One part of the entries below is wanted: the lines from the one containing "help me out — the canal" through the one containing "help me out — the residential". Write those out exactly and nothing else.

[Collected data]
□ □ □
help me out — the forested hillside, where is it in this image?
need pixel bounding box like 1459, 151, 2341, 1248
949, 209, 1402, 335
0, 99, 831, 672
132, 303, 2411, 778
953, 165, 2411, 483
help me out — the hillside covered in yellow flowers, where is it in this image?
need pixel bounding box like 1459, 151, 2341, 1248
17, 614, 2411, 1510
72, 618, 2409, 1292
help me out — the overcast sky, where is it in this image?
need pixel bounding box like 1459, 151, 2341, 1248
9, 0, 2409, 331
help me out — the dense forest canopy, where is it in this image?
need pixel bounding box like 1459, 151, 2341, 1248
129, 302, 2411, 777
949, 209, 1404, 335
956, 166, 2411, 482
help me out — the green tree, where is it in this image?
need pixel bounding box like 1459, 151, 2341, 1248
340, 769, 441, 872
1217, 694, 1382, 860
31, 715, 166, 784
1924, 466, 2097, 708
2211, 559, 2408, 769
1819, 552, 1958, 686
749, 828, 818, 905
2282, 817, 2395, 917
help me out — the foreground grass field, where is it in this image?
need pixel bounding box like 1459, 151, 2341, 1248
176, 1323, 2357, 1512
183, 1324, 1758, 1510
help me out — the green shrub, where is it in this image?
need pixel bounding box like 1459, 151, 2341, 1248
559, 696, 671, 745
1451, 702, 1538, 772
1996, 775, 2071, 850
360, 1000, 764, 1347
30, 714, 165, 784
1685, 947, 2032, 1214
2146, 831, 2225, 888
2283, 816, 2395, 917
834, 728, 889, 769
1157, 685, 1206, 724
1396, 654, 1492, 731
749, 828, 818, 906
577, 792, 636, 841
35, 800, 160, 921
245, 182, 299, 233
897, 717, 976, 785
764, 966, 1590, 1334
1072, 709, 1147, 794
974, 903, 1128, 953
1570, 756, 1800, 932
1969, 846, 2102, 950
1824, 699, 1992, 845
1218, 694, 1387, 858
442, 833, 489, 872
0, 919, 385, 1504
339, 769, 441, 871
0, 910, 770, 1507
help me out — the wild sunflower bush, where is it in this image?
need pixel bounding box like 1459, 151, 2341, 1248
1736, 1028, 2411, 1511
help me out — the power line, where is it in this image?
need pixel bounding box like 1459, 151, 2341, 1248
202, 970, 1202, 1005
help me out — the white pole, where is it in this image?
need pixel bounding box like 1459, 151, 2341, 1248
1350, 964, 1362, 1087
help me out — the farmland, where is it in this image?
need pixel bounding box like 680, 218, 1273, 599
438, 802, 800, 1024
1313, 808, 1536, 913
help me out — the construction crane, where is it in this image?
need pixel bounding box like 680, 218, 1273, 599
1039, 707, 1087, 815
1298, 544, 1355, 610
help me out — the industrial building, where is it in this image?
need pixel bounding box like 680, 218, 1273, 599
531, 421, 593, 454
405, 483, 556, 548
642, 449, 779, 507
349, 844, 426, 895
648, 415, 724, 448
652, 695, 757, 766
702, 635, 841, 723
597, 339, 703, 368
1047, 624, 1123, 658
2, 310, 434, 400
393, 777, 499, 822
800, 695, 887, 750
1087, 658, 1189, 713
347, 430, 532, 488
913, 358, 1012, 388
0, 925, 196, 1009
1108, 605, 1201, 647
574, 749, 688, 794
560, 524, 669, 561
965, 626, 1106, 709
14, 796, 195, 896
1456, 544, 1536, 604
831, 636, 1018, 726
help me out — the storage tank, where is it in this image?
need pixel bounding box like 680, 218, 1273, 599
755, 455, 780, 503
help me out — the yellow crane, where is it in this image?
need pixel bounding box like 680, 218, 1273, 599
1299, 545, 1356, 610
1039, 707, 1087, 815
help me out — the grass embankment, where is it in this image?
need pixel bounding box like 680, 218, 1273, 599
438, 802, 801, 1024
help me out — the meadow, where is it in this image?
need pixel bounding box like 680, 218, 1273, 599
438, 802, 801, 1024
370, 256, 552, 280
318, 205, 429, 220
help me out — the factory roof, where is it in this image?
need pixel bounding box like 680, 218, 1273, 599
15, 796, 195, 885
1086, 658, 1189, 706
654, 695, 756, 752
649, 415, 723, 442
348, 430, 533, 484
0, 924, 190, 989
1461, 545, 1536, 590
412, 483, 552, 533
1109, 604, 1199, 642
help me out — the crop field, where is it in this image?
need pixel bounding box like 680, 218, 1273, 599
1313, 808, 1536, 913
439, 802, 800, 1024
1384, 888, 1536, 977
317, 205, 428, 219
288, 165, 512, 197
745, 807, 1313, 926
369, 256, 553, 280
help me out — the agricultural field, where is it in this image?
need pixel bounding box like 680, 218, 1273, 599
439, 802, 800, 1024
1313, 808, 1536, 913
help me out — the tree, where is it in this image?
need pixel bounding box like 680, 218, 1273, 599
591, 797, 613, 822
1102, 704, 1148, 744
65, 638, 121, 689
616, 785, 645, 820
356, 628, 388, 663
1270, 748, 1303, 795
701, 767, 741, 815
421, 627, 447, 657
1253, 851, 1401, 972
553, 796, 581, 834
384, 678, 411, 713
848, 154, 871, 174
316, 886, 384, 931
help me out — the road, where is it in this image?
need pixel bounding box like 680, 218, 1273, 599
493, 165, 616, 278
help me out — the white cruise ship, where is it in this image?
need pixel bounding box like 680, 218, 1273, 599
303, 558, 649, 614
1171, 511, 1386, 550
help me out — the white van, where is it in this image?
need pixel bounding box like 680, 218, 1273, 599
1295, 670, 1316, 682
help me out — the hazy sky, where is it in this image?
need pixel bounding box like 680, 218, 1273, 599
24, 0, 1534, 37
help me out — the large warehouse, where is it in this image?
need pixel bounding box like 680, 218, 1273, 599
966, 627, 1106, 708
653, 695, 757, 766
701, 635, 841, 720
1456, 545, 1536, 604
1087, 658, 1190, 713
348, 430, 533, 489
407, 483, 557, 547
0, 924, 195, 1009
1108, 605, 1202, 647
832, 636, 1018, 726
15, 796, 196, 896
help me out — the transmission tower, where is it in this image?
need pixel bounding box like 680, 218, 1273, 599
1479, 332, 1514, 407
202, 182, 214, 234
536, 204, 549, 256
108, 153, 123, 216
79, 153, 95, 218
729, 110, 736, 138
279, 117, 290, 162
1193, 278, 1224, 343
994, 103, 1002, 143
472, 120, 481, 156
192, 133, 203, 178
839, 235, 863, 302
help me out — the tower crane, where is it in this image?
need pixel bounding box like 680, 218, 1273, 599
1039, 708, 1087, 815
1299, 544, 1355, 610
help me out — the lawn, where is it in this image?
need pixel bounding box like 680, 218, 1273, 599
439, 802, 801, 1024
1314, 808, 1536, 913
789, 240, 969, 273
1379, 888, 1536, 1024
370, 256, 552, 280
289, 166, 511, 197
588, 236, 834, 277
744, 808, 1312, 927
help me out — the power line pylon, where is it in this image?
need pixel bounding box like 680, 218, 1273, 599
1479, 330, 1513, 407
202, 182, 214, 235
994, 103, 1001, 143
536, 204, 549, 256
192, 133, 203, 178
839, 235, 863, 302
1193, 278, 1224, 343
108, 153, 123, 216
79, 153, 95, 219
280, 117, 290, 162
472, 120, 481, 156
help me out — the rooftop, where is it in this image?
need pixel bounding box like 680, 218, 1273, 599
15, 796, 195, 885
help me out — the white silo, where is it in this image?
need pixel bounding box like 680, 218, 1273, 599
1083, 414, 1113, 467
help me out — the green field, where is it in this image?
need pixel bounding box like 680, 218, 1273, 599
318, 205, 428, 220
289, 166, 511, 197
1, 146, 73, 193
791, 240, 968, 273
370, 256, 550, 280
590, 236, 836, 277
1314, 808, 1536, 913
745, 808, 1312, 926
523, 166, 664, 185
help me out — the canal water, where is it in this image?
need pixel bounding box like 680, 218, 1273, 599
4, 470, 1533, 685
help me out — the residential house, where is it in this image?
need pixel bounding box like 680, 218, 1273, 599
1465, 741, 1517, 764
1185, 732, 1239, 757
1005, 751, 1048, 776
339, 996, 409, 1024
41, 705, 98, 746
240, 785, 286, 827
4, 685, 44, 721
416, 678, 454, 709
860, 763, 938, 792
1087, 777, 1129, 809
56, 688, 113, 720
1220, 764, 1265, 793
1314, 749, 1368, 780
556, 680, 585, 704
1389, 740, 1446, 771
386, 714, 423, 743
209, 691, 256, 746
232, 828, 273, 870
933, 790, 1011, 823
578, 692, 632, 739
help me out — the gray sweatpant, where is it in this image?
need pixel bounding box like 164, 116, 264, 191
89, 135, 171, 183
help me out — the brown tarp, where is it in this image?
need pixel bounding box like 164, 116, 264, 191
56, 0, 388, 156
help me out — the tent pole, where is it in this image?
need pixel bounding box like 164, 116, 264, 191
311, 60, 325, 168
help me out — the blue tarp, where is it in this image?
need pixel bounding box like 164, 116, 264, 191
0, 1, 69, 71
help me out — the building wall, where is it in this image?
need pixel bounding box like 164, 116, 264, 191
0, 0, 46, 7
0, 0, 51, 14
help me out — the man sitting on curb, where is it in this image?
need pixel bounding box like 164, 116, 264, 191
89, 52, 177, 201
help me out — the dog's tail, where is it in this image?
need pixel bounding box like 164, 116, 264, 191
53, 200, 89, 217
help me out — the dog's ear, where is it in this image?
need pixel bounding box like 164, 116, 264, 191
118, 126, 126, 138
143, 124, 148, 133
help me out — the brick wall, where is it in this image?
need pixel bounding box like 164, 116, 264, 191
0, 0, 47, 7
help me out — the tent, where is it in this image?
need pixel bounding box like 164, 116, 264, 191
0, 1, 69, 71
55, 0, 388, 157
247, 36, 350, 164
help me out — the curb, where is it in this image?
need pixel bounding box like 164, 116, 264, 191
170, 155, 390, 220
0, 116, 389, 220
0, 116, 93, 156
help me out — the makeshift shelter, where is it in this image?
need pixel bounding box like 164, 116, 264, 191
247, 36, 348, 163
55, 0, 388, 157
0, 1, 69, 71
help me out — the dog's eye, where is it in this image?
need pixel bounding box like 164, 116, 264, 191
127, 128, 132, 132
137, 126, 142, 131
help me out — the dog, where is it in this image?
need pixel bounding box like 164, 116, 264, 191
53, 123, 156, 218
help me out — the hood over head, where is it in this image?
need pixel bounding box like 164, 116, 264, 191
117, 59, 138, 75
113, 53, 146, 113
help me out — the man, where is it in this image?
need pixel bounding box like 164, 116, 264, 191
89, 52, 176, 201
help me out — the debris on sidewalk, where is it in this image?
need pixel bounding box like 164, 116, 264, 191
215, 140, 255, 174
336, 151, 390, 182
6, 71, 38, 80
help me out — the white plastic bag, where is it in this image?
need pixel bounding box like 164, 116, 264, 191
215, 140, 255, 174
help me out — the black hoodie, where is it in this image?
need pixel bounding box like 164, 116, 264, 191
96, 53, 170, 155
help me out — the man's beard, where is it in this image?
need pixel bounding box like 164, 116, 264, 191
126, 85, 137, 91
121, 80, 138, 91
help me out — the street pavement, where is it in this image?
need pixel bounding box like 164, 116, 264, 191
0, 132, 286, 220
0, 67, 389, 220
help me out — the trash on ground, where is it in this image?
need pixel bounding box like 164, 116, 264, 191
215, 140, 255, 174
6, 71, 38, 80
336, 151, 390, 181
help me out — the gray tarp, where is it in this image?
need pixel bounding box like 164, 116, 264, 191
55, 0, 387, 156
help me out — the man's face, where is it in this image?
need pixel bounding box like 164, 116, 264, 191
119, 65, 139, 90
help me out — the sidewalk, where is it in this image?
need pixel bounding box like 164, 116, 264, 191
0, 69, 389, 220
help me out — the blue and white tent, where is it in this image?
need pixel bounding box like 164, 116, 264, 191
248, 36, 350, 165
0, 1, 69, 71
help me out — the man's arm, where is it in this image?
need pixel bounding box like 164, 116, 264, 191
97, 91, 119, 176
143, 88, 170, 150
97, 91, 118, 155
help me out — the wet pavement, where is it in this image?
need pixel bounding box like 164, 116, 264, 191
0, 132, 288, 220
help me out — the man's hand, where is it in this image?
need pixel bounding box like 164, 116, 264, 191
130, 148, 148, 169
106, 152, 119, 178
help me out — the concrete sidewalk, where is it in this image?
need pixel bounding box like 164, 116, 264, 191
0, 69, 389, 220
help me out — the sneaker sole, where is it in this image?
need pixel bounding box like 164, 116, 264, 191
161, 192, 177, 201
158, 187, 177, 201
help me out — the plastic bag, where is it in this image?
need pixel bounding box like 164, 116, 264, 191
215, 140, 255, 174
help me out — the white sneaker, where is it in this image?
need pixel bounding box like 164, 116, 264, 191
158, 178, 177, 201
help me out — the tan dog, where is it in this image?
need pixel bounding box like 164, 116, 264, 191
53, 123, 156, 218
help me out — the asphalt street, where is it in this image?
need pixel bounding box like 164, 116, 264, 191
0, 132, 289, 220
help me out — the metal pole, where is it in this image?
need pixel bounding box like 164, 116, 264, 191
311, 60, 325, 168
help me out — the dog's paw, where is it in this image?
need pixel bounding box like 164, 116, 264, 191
□ □ □
» **Response**:
help me out — the canal water, where is it in this image?
need pixel bounding box like 680, 218, 1273, 599
4, 470, 1533, 685
help me out — the residential house, where is it in this image?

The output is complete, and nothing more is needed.